* **PROVIDED INFORMATION**:
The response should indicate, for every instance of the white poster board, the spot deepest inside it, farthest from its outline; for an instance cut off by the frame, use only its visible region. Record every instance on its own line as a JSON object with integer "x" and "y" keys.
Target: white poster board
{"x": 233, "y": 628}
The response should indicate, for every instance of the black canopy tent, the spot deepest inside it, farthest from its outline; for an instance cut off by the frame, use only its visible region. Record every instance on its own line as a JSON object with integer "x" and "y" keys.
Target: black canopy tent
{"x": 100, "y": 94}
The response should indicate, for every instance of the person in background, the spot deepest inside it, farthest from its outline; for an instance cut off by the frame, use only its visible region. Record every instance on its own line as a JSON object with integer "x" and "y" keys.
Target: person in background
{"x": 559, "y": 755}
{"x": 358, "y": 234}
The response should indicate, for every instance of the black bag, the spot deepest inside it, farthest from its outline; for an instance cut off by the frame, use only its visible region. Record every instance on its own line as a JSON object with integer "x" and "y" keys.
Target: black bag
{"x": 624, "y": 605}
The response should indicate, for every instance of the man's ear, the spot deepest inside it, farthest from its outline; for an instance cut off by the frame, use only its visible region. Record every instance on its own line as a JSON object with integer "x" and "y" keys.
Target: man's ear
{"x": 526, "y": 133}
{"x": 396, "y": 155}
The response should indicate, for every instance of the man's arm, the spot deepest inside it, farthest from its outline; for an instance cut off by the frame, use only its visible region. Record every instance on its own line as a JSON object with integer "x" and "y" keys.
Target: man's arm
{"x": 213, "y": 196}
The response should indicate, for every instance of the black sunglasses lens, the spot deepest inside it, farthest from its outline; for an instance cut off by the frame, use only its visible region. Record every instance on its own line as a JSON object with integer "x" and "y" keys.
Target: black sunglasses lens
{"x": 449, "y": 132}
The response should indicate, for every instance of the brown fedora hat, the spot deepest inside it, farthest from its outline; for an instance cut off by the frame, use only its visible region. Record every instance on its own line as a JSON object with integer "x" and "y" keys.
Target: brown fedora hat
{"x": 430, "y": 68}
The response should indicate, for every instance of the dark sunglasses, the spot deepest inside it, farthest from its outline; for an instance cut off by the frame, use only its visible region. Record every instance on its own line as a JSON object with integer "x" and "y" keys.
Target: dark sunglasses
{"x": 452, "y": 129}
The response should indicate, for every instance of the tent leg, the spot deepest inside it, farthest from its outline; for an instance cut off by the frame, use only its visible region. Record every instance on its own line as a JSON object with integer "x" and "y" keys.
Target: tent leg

* **YOUR INSTRUCTIONS**: Copy each entry exactly, with nothing added or dropped.

* **RESPONSE BOX**:
The response should indicate, for every instance of the white poster board, the spot deepest inside it, farthest from its outline; for an instance cut off by the frame, use only its visible region. Record every instance on its own line as a JSON object with integer "x" and "y" keys.
Target: white poster board
{"x": 233, "y": 628}
The response should indicate, for every instance of the black canopy tent, the spot deepest inside it, farthest from its outline; for an instance cut off by the frame, use only its visible region. Record every instance on its own line as a JSON object with integer "x" and "y" keys.
Target: black canopy tent
{"x": 100, "y": 94}
The response should indicate, for every instance of the person in background, the spot deepest inside it, farthest from its outline; for an instance cut off by the frame, use only its visible region. Record every instance on its own line as a JSON object with integer "x" and "y" keys.
Target: person in background
{"x": 559, "y": 755}
{"x": 358, "y": 234}
The response should indicate, for every instance of the black bag, the spot deepest inside it, farthest from its outline; for an instance cut off by the frame, use only its visible region. Record every instance on its own line as a JSON object with integer "x" and "y" keys.
Target: black bag
{"x": 624, "y": 605}
The response should indicate, for every instance of the man's ear, the spot deepest inside it, farthest from its outline; for an instance cut off by the frame, use only its visible region. Record every instance on its own line as a JSON object with integer "x" and "y" keys.
Target: man's ear
{"x": 526, "y": 133}
{"x": 396, "y": 155}
The response should indicate, for every instance of the man's arm, the spot deepest inside it, farthest from its outline; for an instance cut off by the frame, use only its visible region. Record every instance on its own line as a JSON object with integer "x" and "y" keys.
Target: man's arm
{"x": 213, "y": 196}
The response should indicate, for every instance of the black sunglasses lens, the spot deepest inside it, farthest from its outline; for an instance cut off by the frame, use only its visible region. Record every instance on its own line as a JSON object with integer "x" and "y" keys.
Target: black sunglasses lens
{"x": 449, "y": 132}
The response should indicate, for every instance of the brown fedora hat, the spot deepest inside it, farthest from its outline; for an instance cut off by the frame, use only its visible region. Record every instance on its own line as a JSON object with integer "x" and "y" keys.
Target: brown fedora hat
{"x": 430, "y": 68}
The response should indicate, for every instance of the dark sunglasses, the spot deepest inside it, farthest from its outline; for an instance cut off by the frame, use only its visible region. Record every instance on its own line as a JSON object with integer "x" and "y" keys.
Target: dark sunglasses
{"x": 452, "y": 129}
The response should indicate, for every instance of the tent leg, the spot deepest inside it, farthest from its outline; for an instance cut off by the frame, use only its visible region. Record every instance on its own line as a JSON object with integer "x" and "y" keys.
Target: tent leg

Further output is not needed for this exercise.